Count the lines in the items below that contain the word "mirror", treating uppercase and lowercase letters as different. Reply with only the number.

* _Exercise input_

========

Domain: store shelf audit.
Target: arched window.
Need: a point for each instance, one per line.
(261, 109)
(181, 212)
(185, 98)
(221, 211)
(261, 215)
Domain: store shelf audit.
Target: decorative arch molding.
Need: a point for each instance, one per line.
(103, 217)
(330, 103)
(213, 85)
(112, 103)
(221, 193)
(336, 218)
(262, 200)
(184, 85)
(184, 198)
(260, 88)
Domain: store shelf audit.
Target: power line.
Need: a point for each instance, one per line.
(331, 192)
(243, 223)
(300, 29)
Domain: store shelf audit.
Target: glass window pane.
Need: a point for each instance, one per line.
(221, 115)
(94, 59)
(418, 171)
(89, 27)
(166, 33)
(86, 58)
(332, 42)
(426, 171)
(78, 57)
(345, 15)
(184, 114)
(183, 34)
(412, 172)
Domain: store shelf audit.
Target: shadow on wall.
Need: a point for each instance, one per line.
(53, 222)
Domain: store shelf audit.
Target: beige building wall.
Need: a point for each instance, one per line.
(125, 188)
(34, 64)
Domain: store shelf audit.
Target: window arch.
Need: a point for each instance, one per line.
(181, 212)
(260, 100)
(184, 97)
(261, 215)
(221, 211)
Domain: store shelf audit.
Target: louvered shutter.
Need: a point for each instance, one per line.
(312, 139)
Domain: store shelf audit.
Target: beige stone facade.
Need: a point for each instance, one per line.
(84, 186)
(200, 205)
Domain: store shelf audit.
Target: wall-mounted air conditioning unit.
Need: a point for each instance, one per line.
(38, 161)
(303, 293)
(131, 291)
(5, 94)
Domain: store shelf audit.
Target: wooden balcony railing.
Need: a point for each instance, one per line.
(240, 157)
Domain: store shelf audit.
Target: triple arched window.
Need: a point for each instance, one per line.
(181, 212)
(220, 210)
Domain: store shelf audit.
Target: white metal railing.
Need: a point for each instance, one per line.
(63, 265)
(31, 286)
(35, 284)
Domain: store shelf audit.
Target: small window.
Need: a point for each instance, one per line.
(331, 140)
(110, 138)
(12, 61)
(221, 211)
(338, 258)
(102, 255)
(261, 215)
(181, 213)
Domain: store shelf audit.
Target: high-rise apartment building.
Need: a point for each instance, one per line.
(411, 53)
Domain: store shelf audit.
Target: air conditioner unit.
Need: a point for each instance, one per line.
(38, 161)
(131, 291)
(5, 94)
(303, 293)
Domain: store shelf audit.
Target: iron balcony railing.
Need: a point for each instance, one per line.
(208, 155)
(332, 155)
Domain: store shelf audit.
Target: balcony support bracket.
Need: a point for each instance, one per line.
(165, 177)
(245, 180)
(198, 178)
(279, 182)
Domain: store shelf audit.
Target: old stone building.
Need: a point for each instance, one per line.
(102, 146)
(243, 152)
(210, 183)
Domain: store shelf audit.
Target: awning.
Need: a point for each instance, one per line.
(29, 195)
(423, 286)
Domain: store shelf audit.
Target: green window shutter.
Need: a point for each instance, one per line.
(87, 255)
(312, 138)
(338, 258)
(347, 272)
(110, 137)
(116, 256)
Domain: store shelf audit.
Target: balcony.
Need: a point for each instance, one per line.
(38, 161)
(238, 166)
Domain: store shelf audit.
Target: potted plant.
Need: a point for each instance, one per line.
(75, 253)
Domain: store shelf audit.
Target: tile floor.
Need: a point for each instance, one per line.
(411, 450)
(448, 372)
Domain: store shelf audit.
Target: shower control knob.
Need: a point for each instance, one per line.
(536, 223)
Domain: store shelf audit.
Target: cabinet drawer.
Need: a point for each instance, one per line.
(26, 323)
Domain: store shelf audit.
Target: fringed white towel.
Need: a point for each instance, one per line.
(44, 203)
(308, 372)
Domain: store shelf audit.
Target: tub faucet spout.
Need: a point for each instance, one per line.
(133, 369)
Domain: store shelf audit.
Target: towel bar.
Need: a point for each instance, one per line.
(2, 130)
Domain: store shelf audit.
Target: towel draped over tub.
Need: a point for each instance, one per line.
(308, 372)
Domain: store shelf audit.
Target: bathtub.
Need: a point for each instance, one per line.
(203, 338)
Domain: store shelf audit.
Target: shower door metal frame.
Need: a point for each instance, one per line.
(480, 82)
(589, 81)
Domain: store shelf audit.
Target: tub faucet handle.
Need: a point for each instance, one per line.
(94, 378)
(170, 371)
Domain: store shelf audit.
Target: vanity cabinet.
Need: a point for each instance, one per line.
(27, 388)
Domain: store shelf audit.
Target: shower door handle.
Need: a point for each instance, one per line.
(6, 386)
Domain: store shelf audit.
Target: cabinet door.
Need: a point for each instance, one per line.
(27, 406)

========

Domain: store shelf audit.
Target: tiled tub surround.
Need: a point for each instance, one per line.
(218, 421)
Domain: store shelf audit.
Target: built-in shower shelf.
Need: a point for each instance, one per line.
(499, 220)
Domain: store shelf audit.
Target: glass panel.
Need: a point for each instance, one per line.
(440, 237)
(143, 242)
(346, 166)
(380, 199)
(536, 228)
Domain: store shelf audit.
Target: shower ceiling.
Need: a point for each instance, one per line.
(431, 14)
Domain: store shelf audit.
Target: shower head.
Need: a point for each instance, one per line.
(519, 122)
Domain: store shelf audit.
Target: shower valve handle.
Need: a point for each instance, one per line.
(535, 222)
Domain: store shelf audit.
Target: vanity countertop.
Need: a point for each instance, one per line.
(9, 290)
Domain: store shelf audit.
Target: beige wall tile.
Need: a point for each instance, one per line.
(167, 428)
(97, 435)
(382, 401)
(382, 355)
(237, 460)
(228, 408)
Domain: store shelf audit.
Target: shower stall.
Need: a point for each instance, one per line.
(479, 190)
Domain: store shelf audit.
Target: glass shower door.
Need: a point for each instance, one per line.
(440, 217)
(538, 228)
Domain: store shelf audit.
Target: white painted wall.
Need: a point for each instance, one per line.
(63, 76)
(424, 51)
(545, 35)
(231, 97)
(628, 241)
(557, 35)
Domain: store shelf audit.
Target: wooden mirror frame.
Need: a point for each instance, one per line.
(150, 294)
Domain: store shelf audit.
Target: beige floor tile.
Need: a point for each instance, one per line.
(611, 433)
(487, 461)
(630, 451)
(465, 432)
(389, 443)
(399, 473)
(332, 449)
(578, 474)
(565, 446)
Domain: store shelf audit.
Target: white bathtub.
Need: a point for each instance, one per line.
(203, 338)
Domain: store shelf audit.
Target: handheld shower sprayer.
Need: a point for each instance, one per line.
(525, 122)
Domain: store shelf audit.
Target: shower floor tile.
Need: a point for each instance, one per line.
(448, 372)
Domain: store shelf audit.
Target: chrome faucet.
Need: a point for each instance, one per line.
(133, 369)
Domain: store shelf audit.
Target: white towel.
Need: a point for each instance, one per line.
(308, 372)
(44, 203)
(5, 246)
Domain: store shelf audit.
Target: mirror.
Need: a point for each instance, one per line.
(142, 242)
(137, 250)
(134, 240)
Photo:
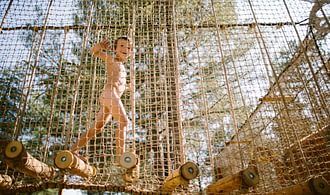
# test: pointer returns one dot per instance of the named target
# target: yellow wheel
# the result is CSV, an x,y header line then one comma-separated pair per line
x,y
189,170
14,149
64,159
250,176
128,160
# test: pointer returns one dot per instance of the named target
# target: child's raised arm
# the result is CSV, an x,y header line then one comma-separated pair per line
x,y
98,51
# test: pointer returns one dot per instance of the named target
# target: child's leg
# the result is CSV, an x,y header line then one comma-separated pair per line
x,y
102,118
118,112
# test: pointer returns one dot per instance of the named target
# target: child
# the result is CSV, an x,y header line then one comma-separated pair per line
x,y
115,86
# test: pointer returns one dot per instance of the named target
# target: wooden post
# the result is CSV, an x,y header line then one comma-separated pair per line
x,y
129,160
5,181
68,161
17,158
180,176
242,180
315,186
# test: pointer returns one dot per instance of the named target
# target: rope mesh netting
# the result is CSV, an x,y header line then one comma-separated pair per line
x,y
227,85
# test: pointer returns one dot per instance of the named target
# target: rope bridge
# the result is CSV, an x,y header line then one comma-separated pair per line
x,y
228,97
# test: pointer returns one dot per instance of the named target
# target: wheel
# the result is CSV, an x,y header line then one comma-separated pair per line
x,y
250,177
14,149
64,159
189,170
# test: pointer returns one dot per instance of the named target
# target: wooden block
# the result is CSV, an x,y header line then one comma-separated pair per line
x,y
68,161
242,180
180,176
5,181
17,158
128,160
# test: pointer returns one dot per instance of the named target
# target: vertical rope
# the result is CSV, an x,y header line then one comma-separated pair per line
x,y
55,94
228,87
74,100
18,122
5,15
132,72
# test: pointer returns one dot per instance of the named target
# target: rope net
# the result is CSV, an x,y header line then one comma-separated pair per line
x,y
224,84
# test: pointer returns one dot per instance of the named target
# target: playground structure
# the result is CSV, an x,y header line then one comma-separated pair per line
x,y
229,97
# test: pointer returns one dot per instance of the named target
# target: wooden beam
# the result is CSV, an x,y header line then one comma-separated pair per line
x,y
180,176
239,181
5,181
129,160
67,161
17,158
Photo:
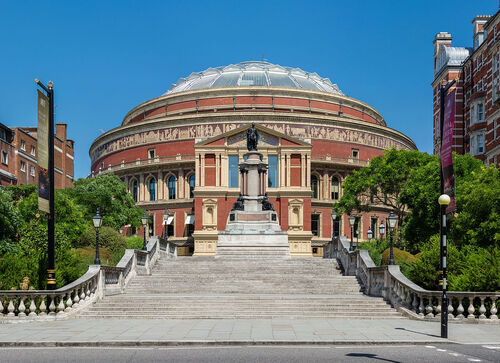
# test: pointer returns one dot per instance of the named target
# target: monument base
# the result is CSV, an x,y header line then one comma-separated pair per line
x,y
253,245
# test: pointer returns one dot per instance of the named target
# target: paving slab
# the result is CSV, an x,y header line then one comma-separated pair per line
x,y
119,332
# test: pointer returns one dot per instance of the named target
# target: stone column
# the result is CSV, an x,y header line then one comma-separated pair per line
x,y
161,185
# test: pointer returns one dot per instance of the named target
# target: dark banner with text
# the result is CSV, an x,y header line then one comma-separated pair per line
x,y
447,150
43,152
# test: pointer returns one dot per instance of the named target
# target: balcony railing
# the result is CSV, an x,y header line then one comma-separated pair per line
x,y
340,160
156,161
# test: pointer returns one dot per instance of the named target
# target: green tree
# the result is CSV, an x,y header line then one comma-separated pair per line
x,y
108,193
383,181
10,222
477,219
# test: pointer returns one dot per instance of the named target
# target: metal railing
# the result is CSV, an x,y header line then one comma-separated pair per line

========

* _Result for this exercise_
2